### SOURCE DOCUMENT
Last month, for example, a nonprofit consumer organization named Public Citizen issued a report questioning the U.S. Occupational Safety and Health Administration's ability to protect health care workers.

“In 2010, for instance, health care employers reported 653,900 workplace injuries and illnesses ... 152,000 more than the next most afflicted industry sector, manufacturing,” according to the report, citing U.S. Department of Labor data.

Neither OSHA shortcomings in overseeing health care operations, nor the industry's worker injury rates are surprising, experts say.

%%BREAK%%

Barry Weiner, senior vice president and account executive for Aon Risk Solutions in Philadelphia, for example, said his advising career has spanned pulp and paper manufacturers and health care companies.

“You would think pulp and paper manufacturing would be one of the most dangerous, hard-to-fix industries you could think of,” Mr. Weiner said. “But ironically, health care is 10 times the challenge and certainly has a higher incident rate than heavy manufacturing.”

### PROMPT 1
Please write out the health care safety article from "Last month, for" down to "surprising, experts say.".
### PROMPT 2
Extend the health care safety article past its last sentence.

(Dataset records)
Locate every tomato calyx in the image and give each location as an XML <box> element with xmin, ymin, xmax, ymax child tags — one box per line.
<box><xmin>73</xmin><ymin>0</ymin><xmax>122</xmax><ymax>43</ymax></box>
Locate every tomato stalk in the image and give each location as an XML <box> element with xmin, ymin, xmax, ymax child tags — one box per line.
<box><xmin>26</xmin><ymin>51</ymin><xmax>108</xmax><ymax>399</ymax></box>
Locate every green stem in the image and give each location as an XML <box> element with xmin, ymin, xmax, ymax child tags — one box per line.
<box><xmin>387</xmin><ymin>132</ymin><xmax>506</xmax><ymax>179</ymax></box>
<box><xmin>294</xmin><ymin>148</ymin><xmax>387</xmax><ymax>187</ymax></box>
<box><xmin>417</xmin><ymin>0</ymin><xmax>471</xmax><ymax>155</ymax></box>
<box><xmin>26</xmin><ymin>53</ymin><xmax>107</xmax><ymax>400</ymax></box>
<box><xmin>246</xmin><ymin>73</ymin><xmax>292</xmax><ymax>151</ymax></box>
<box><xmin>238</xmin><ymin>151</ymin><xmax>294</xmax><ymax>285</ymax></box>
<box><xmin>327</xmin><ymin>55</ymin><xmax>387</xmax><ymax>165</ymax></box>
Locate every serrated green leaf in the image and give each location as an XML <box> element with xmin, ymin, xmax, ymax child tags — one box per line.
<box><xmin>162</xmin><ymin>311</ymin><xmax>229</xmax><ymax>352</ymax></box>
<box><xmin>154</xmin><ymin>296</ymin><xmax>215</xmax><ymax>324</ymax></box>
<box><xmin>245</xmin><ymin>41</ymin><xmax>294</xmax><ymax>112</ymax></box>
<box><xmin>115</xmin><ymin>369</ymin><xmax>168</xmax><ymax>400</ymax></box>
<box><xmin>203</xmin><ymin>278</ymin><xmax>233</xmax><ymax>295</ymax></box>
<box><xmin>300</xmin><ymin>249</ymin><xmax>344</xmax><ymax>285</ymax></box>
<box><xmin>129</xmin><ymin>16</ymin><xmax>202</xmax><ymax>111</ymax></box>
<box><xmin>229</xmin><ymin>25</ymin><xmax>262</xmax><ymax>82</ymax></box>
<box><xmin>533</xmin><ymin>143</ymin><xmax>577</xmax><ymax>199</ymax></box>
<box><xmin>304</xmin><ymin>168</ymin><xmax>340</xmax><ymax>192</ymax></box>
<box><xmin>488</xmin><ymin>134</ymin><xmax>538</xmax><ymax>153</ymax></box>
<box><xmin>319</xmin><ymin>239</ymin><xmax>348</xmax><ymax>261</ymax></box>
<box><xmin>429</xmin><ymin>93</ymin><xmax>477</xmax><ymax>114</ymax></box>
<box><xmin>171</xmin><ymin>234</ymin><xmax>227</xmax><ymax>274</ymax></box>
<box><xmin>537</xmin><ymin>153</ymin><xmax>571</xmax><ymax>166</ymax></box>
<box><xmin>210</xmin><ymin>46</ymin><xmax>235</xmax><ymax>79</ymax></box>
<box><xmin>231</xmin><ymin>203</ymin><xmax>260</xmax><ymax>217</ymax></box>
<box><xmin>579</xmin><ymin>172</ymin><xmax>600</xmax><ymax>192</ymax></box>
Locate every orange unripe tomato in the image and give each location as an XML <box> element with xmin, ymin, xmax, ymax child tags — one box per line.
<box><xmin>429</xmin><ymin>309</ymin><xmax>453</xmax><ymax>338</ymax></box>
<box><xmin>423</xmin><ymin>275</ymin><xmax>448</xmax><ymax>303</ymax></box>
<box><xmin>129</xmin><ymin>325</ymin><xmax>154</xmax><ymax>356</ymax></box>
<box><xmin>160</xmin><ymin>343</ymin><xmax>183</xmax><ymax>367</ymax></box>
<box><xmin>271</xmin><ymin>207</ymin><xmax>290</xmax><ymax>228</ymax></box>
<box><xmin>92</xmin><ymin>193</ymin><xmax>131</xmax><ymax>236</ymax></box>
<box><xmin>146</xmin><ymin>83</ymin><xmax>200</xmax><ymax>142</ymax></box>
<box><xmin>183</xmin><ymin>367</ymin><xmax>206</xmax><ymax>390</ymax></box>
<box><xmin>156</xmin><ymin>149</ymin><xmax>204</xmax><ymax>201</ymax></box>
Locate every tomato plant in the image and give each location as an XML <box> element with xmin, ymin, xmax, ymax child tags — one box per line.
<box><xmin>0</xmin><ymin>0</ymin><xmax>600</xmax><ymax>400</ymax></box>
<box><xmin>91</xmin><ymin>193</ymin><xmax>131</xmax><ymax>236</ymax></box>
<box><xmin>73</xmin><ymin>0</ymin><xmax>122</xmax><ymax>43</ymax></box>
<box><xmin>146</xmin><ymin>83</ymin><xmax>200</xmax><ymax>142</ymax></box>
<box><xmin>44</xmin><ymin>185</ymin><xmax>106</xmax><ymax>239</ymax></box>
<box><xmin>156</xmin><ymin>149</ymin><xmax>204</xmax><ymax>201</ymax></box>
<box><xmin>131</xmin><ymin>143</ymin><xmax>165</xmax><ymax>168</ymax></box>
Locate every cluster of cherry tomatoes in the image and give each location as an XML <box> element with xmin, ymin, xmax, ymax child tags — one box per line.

==

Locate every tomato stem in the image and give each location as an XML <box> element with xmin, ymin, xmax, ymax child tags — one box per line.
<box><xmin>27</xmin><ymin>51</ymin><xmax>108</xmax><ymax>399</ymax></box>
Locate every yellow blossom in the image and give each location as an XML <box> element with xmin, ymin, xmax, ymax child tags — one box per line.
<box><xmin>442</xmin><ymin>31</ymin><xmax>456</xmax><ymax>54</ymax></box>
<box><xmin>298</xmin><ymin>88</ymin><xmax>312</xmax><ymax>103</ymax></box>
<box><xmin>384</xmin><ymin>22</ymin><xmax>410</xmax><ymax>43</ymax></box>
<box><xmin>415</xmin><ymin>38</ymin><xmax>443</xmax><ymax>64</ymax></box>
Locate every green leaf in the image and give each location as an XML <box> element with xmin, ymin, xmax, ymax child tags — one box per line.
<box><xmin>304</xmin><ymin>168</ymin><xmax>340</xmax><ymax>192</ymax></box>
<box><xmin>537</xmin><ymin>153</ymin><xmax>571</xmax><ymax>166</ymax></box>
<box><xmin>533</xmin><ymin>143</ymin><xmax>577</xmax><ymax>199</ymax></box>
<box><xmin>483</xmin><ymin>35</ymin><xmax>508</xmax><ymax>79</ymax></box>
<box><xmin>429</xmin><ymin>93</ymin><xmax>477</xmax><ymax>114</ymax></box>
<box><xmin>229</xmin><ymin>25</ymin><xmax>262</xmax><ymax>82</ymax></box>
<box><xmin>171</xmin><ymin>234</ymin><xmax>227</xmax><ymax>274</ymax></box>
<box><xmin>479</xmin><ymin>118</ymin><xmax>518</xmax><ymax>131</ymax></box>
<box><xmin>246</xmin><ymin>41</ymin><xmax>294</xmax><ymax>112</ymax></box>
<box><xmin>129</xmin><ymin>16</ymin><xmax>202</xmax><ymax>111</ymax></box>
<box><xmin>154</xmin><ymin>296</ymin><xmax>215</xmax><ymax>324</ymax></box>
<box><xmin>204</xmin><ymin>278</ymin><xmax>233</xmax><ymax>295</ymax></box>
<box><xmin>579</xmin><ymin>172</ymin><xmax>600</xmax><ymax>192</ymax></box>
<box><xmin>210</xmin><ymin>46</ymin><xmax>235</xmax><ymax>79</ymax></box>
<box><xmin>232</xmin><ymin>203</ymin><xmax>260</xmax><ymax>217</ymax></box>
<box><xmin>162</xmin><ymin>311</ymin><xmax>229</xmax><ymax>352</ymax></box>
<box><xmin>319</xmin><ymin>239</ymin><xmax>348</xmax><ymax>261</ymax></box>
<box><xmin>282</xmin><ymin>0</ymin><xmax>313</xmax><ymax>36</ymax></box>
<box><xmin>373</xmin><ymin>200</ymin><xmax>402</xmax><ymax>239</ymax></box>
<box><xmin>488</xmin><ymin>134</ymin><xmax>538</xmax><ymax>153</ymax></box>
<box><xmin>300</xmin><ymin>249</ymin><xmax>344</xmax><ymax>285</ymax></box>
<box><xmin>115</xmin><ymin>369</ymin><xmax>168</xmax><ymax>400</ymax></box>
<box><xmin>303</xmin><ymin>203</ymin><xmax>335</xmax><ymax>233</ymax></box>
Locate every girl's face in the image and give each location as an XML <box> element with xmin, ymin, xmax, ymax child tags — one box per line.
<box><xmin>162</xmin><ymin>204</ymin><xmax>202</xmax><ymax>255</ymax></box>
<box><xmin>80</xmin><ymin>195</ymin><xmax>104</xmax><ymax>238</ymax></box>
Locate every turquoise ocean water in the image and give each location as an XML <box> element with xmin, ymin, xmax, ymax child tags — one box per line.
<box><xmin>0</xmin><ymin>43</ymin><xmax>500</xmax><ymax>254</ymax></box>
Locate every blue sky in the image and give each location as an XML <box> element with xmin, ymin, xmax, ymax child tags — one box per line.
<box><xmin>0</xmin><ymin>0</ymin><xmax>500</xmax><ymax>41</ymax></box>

### RESPONSE 1
Last month, for example, a nonprofit consumer organization named Public Citizen issued a report questioning the U.S. Occupational Safety and Health Administration's ability to protect health care workers.

“In 2010, for instance, health care employers reported 653,900 workplace injuries and illnesses ... 152,000 more than the next most afflicted industry sector, manufacturing,” according to the report, citing U.S. Department of Labor data.

Neither OSHA shortcomings in overseeing health care operations, nor the industry's worker injury rates are surprising, experts say.

### RESPONSE 2
The potential dangers health care workers face include blood-borne pathogens, drug and chemical exposures, needle sticks, radioactive materials, violence, slip-and-fall accidents, and back or musculoskeletal injuries from lifting or repositioning patients.

But “the two biggest risks for hospitals and nursing homes include combative behavior, and the biggest one (overall) is the lifting risk,” said Steve Cooper, president of United Wisconsin Insurance Co., a Milwaukee-based workers compensation insurer that, as United Heartland, underwrites more than 400 hospitals and nursing homes.

Data shows that to be the case.

In 2010, nursing aides, orderlies and attendants suffered 249 incidences per 10,000 workers of musculoskeletal disorders, such as back injuries due to lifting, that required days away from work, according to U.S. Department of Labor data. In contrast, the average rate for all workers during the year was 34 per 10,000 workers, according to the Public Citizen research.

Violence, including assaults and threats of assault, also occur more frequently in health care settings.

On average throughout the past decade, health care workers have accounted for two-thirds of all U.S. nonfatal workplace violence injuries involving days away from work, prompting the National Institute for Occupational Safety and Health to announce earlier this month a free online violence prevention training course for nurses.

The losses mean many insurers decline to write health care accounts.

A high rate of costly claims drove Employers Holdings Inc. to shy away from underwriting long-term care facilities beginning about four years ago, said Steve Festa, chief claims officer for the Reno, Nev.-based workers compensation insurer.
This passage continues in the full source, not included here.